Exercise goal:
Can you rewrite only the lines starting at the one containing "of the ear." and ending at the one containing "x=449 y=297", replacing "Target" with "Label" and leaving everything else unchanged?

--- BEGIN Given data ---

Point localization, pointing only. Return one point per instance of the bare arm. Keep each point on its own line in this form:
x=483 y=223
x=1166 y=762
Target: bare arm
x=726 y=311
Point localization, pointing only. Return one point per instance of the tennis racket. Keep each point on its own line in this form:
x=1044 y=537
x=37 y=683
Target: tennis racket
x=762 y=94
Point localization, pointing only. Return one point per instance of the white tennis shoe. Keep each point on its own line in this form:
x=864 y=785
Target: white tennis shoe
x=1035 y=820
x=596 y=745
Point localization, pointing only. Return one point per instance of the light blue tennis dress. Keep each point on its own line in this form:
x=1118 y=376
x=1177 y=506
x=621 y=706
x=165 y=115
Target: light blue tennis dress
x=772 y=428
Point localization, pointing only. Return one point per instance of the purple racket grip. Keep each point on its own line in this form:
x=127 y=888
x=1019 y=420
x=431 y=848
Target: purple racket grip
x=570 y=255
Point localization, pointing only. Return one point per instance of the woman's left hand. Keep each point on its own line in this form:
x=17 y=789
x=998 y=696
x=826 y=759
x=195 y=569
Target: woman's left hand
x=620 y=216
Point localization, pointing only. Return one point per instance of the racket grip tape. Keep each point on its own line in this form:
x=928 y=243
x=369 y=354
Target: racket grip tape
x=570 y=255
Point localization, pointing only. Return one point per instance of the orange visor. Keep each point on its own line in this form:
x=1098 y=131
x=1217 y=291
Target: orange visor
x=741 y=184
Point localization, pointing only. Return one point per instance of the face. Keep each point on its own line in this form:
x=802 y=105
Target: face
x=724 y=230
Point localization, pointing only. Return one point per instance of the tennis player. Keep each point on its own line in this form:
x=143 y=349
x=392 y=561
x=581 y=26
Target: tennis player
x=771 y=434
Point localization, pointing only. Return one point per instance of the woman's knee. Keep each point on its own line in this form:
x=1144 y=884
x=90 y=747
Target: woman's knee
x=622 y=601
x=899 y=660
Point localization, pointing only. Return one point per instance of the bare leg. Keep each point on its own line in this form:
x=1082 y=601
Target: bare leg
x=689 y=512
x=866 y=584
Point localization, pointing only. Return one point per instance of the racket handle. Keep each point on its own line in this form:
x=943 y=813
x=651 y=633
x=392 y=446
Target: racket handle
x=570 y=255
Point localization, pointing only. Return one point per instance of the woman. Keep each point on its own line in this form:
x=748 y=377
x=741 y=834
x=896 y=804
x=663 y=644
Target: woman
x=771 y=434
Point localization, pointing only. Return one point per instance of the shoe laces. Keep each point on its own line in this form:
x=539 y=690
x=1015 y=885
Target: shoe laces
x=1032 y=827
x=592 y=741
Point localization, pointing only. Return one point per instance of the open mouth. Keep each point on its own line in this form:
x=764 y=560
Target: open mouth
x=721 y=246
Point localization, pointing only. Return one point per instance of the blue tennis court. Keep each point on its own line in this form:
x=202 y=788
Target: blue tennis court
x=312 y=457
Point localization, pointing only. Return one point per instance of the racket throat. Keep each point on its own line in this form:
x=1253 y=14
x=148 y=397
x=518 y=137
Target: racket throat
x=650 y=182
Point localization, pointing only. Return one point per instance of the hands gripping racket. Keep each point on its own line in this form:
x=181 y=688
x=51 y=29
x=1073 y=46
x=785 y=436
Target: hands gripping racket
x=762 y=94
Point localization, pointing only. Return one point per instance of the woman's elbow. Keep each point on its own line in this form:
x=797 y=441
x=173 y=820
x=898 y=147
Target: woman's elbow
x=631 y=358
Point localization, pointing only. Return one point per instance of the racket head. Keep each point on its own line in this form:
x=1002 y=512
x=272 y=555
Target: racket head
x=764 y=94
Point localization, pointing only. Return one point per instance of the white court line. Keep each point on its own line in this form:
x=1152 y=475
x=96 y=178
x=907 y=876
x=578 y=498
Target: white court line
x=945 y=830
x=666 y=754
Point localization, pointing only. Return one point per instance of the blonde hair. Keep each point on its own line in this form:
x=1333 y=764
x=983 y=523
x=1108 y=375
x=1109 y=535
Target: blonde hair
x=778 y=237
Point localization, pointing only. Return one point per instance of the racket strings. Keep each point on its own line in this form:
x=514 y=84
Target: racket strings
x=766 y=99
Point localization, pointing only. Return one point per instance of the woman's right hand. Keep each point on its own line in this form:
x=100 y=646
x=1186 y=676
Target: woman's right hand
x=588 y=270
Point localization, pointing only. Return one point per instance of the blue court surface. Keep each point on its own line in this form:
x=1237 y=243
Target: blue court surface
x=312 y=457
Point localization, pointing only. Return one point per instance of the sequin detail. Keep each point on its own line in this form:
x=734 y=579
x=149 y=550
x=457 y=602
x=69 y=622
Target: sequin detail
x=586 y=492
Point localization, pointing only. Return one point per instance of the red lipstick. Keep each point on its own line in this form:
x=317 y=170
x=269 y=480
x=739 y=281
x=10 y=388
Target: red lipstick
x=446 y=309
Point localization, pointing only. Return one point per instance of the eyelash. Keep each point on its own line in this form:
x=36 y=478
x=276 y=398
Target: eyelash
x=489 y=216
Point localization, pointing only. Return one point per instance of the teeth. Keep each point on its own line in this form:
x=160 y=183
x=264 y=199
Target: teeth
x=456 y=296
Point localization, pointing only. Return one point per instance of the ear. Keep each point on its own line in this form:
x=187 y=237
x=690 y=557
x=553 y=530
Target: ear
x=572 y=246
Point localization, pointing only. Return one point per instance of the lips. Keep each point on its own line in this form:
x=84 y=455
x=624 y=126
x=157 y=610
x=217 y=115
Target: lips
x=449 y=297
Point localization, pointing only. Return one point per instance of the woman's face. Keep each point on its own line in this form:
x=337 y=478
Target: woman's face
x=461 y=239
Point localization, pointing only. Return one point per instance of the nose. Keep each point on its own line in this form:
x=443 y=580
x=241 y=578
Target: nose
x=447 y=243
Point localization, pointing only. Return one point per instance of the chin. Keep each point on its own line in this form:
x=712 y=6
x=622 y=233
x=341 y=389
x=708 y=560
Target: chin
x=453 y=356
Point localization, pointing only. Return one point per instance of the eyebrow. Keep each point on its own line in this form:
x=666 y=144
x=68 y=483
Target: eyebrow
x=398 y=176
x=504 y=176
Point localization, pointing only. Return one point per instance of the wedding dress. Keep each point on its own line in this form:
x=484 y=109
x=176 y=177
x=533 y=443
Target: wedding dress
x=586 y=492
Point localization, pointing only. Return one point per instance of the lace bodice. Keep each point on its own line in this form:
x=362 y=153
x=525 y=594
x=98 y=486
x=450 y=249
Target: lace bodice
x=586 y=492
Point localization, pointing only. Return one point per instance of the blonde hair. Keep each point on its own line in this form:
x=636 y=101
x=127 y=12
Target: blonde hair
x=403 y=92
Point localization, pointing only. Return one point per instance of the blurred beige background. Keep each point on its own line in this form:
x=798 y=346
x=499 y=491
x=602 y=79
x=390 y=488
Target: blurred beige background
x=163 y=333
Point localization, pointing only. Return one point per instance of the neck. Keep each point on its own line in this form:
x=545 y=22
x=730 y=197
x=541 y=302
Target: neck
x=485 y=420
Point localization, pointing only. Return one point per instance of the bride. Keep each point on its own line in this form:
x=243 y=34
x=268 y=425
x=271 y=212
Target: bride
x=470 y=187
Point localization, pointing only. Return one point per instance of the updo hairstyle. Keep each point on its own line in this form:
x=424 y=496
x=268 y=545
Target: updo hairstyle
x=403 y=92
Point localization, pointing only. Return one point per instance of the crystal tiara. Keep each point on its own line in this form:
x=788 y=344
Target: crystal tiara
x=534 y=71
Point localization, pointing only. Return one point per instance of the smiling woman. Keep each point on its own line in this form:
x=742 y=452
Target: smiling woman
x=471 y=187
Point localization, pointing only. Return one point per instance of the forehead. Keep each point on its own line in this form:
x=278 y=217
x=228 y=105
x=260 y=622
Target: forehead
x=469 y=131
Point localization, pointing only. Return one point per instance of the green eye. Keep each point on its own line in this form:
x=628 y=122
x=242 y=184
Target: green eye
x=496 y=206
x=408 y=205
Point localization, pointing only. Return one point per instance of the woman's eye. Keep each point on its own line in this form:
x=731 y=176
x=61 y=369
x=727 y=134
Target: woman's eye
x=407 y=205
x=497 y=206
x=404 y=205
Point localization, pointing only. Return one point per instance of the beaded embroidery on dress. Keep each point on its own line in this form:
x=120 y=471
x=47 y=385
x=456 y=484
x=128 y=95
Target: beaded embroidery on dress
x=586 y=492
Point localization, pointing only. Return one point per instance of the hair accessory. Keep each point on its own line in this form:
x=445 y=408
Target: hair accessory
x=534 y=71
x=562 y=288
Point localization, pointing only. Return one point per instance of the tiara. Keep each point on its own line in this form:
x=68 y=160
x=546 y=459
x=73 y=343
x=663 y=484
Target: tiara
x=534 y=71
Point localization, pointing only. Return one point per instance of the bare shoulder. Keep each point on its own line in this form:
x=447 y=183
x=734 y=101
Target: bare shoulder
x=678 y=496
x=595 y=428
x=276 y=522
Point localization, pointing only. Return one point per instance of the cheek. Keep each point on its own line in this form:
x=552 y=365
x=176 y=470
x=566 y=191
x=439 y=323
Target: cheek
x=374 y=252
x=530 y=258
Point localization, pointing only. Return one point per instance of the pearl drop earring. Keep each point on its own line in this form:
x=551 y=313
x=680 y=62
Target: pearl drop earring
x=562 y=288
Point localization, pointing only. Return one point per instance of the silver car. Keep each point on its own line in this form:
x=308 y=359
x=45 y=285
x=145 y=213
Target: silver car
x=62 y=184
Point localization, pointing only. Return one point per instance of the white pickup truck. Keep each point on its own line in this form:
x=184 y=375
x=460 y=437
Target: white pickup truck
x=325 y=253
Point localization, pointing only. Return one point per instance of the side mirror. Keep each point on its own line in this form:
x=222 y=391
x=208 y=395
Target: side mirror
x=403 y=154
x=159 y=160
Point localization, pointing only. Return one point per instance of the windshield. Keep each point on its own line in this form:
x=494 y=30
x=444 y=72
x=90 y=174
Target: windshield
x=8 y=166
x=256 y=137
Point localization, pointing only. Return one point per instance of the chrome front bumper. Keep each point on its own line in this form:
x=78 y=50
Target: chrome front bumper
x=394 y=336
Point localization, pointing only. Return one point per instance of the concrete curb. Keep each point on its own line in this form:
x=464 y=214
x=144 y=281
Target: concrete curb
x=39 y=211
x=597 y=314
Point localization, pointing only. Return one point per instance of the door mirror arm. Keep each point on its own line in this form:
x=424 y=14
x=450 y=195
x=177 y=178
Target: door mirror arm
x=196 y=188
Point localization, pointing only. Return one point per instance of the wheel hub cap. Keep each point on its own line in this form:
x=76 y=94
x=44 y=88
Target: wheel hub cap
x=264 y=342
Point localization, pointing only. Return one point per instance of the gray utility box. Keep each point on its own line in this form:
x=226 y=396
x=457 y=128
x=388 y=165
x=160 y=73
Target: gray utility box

--- END Given data ---

Answer to this exercise:
Point localization, pointing only. Return one point per instance of the ear. Keep each point on its own line in this form:
x=187 y=237
x=690 y=557
x=553 y=530
Label: ear
x=572 y=246
Point localization, pointing only. Return one point per instance of the lips. Keep each point on its own line in this form:
x=84 y=455
x=624 y=126
x=157 y=610
x=217 y=115
Label: lips
x=449 y=297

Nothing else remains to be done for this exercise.